TASK TO CARRY OUT: In the records below, set out the lines from the one containing "Target: floating dock" through the one containing "[(320, 139)]" as a numbered list, leaving out any blank lines.

-- START OF DATASET EXTRACT --

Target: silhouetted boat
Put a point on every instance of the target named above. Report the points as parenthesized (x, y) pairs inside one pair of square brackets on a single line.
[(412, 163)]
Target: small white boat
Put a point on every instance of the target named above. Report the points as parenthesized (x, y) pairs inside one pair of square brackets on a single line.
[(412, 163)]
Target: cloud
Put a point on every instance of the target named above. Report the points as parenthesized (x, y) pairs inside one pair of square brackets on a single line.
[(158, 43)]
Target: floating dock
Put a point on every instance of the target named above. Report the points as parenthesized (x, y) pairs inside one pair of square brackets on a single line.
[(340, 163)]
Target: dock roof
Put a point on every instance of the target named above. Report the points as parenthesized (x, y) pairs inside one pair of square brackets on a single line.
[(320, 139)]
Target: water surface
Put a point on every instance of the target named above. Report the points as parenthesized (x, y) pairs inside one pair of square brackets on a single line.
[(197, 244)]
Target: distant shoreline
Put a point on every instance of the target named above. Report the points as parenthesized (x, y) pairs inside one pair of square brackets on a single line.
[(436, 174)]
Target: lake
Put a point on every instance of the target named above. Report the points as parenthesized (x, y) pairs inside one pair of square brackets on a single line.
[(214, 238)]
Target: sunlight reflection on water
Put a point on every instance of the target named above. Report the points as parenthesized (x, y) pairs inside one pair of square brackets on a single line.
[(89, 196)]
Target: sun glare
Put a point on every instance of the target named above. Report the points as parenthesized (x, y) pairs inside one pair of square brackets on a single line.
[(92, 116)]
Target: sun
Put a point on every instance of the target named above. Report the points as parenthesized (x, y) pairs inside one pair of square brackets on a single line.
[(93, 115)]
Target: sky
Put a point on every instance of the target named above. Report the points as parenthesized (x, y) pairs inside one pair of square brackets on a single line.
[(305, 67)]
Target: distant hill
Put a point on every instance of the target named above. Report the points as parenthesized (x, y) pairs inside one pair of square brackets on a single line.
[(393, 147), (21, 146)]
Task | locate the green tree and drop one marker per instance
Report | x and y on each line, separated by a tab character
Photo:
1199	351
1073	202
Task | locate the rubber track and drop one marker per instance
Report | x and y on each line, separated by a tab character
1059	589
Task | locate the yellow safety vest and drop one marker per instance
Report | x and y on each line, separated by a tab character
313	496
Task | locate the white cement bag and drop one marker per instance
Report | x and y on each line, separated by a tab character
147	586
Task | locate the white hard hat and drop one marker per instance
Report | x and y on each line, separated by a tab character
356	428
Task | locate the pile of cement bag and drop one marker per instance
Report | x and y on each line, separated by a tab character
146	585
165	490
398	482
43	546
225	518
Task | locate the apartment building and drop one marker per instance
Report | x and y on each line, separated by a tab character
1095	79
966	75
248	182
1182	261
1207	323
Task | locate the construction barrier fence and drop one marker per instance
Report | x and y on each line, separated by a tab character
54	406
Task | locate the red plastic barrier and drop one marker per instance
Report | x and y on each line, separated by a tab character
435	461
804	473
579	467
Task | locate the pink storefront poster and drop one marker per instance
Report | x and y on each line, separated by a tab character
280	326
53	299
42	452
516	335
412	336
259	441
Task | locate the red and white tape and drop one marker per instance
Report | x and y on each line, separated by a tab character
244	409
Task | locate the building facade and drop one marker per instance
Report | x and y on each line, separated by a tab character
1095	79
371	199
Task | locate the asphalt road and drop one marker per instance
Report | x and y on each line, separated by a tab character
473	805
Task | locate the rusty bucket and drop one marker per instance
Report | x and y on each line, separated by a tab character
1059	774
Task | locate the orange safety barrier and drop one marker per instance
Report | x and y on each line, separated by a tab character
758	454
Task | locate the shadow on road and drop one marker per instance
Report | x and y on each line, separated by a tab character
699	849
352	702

-- END OF DATASET EXTRACT --

TASK SOLUTION:
1. Target: floating dock
2. Put a point on every instance of the target named above. Report the points as parenthesized (x, y) pairs inside one pair of square brackets on a single line.
3. [(340, 163)]
4. Target: dock roof
5. Put a point on every instance of the target named above. Report the points as parenthesized (x, y) pairs inside one pair of square brackets on a single line.
6. [(320, 139)]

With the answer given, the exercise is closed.